■ **Text segment**:

----

SOUTHWESTERN BELL MEDIA, INC., Appellee,
v.
Lester ARNOLD d/b/a Arnold's Transmission & Garage, Appellant.
No. 75091.
Court of Appeals of Oklahoma, Division No. I.
October 8, 1991.Robert B. Smith, Oklahoma City, for appellant.
Ken Kelker and Cheri Thebeau, Oklahoma City, for appellee.
Released for Publication by Order of the Court of Appeals of Oklahoma, Division No. 1.
MEMORANDUM OPINION
BAILEY, Judge:
Appellant Lester Arnold d/b/a Arnold's Transmission & Garage (Arnold) seeks review of the Trial Court's order granting summary judgment to Appellee Southwestern Bell Media, Inc., (SWB Media) for the amount of $3,311.85 in SWB Media's action to recover unpaid sums for Arnold's advertising in SWB Media's "Yellow Pages." Hereunder, Arnold argues the Trial Court erred in granting summary judgment in the face of controverted material facts concerning an apparent agency relationship between Southwestern Bell Telephone Company (SWB Telephone) and SWB Media.
In May, 1984, Arnold entered into a contract with SWB Media for Yellow Pages advertising of Arnold's Transmission & Garage in the Oklahoma City telephone directory. Subsequently, Arnold sold his business to a third party, Melvin Meyer (Meyer). Pursuant to the sale, Meyer agreed to assume all business indebtedness including *294 the expense of the Yellow Pages advertisement.
Thereafter, Arnold contacted SWB Telephone, advised the SWB Telephone that he had sold his business to Meyer, that he wished to transfer telephone service to Meyer, and that Meyer had agreed to assume all the indebtedness related thereto. SWB Telephone accepted the change order, and transferred the business telephone service to Meyer. However, unbeknownst to Arnold at that time, SWB Telephone did not transfer billing for the Yellow Pages advertising from Arnold to Meyer.

----

■ **Task data**:

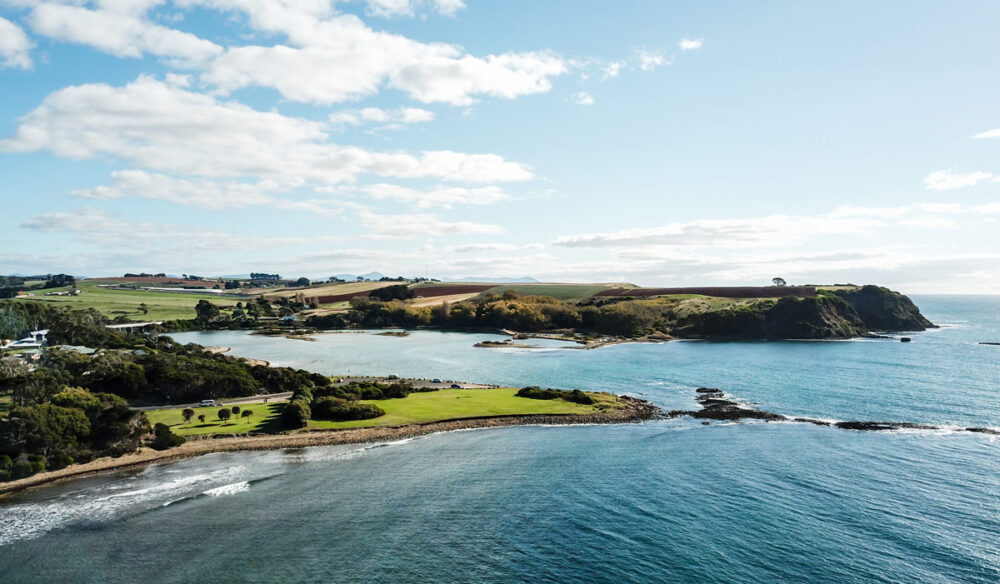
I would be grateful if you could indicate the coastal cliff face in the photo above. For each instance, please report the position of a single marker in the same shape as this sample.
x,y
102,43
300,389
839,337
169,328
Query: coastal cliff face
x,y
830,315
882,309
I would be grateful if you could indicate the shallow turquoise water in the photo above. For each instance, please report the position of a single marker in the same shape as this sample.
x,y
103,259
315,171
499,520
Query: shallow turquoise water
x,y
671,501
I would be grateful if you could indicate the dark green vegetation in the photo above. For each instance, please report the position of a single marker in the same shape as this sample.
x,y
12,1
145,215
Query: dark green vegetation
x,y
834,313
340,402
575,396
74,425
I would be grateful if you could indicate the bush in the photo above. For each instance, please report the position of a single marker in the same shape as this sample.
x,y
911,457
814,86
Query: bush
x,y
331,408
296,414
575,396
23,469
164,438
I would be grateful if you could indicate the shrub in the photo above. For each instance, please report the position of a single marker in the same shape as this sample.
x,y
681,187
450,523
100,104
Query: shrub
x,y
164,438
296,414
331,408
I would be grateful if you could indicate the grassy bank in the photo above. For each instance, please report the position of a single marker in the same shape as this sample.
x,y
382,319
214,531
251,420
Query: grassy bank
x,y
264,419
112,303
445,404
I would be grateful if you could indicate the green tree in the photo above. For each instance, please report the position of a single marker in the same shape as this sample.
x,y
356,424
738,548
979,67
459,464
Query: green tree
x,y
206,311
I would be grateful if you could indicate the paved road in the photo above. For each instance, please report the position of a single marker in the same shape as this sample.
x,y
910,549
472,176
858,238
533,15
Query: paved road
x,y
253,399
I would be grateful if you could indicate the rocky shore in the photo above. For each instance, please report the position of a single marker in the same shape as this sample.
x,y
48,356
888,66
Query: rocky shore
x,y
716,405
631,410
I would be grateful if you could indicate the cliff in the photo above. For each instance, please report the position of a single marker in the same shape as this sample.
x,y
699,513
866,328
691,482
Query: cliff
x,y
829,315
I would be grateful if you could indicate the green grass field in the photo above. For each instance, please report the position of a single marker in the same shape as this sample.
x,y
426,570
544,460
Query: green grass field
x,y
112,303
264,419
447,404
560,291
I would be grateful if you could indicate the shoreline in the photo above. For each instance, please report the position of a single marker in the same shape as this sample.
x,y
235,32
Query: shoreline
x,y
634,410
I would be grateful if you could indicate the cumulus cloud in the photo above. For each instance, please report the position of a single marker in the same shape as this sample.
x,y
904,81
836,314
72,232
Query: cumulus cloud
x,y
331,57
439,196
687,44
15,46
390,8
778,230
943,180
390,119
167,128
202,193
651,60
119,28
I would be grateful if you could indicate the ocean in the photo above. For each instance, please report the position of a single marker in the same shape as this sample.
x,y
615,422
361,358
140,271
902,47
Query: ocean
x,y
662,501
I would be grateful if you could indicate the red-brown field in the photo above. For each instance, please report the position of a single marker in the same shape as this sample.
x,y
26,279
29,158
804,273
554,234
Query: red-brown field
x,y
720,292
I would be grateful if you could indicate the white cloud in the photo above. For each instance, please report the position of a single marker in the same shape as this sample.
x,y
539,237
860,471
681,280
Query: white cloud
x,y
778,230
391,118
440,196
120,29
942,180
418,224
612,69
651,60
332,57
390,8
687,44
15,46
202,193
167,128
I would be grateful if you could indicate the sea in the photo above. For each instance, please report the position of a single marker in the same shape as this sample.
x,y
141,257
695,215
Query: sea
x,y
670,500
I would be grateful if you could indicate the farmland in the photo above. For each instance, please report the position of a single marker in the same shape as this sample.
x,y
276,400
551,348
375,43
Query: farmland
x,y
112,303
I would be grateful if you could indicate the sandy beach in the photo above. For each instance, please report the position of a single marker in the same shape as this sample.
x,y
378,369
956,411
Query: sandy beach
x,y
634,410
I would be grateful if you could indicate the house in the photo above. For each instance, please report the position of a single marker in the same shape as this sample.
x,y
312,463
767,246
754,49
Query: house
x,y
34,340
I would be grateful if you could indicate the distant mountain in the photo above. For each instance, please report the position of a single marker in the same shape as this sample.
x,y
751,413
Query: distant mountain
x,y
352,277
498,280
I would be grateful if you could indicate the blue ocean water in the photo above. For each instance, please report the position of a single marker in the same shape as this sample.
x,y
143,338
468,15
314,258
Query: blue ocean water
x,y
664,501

----

■ **Stated task 1**: According to the court opinion, what amount did the Trial Court's summary judgment award to SWB Media?
■ **Stated task 2**: Revise the records from the line containing "I would be grateful if you could indicate the blue" through the end of the records, replacing "ocean" with "sea" and leaving everything else unchanged.

■ **Output 1**: $3,311.85

■ **Output 2**:
I would be grateful if you could indicate the blue sea water in the photo above. For each instance, please report the position of a single marker in the same shape as this sample.
x,y
143,338
468,15
314,258
Query: blue sea water
x,y
664,501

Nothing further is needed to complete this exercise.